| BRIEF |
Reproduce the entries starting at the line that contains "May I ask you to find the front side" and ending at the line that contains "130, 376, 151]]", requests included. In the answers, add -26 to every bounding box coordinate.

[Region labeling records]
::::::::::
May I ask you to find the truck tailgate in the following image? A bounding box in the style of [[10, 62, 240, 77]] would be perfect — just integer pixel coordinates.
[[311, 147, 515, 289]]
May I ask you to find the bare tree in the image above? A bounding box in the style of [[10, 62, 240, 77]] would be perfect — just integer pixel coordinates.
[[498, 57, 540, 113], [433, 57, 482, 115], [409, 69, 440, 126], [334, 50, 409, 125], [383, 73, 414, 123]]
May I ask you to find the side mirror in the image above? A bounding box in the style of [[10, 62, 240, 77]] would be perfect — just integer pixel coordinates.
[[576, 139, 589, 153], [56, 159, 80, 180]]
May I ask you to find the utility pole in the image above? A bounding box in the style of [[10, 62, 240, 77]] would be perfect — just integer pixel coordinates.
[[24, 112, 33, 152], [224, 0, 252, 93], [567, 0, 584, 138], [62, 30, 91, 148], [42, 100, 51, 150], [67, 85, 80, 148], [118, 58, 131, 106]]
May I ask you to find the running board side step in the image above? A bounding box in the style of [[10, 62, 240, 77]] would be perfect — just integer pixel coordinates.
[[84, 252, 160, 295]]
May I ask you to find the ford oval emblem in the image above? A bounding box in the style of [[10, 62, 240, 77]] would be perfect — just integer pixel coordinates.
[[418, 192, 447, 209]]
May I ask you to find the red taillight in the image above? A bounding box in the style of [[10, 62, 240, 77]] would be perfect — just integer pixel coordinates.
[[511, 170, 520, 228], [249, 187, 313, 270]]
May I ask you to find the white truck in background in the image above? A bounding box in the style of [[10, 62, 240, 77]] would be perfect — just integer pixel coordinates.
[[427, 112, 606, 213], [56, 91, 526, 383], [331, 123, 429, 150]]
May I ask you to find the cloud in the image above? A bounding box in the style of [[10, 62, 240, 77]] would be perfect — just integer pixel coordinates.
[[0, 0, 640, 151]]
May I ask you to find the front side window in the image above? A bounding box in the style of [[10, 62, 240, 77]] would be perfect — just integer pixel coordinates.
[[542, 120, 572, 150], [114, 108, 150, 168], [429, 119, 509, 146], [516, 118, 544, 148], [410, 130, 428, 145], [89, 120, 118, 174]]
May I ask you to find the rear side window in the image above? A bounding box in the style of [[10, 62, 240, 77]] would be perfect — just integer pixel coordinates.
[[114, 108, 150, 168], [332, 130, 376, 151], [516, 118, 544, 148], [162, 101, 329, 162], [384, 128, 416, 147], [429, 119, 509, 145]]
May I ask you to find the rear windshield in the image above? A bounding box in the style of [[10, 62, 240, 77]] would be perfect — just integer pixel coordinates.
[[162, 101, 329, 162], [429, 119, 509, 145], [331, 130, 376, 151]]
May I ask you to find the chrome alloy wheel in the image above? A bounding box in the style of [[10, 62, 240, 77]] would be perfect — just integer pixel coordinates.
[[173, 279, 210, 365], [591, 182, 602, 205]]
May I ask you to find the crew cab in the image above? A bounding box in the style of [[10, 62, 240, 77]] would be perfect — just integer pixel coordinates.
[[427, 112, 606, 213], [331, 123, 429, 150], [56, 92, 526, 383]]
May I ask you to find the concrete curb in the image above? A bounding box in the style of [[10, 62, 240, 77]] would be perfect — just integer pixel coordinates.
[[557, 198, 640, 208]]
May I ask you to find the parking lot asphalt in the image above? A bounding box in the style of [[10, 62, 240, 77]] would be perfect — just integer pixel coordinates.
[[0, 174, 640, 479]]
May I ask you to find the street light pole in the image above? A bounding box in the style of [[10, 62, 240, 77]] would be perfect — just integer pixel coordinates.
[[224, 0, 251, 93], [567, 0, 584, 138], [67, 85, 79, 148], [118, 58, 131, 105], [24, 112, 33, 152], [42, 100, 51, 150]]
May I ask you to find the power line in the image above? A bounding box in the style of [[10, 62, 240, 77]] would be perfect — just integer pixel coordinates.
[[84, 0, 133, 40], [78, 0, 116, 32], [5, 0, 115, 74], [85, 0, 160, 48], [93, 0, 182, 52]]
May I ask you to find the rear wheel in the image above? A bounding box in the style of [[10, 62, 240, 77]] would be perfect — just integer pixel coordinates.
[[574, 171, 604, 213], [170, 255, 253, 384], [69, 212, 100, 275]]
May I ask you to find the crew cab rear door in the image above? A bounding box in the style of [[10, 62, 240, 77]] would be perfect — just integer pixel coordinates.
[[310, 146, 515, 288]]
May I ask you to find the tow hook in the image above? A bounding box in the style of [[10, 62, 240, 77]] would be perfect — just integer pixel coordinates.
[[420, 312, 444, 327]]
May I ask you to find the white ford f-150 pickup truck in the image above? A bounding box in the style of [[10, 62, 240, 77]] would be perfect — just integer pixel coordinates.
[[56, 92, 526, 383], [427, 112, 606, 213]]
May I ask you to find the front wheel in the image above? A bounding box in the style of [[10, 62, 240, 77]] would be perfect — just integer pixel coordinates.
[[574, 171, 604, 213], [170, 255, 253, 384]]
::::::::::
| RESULT OF THIS TASK |
May I ask you to find the front side window in the image above? A bounding box in the style of [[10, 62, 240, 77]] would be perfect — just integer pixel coordinates.
[[516, 94, 546, 124], [88, 82, 124, 142], [403, 93, 483, 120], [490, 92, 518, 122], [384, 104, 402, 119], [63, 94, 92, 148]]
May I ask you to find the rear side window in the image above? A bounding box in the style of [[10, 62, 240, 77]] would be perfect — just integer pixel coordinates.
[[88, 82, 124, 142], [306, 104, 350, 125], [490, 92, 518, 122], [136, 75, 303, 136], [358, 102, 390, 121], [403, 93, 483, 119]]
May I ask you to find the rear windshield in the image above? A bounding box in the style of [[10, 62, 240, 77]] would be perfect — just integer pixel coordinates.
[[136, 75, 303, 136], [403, 93, 483, 119], [305, 104, 350, 125]]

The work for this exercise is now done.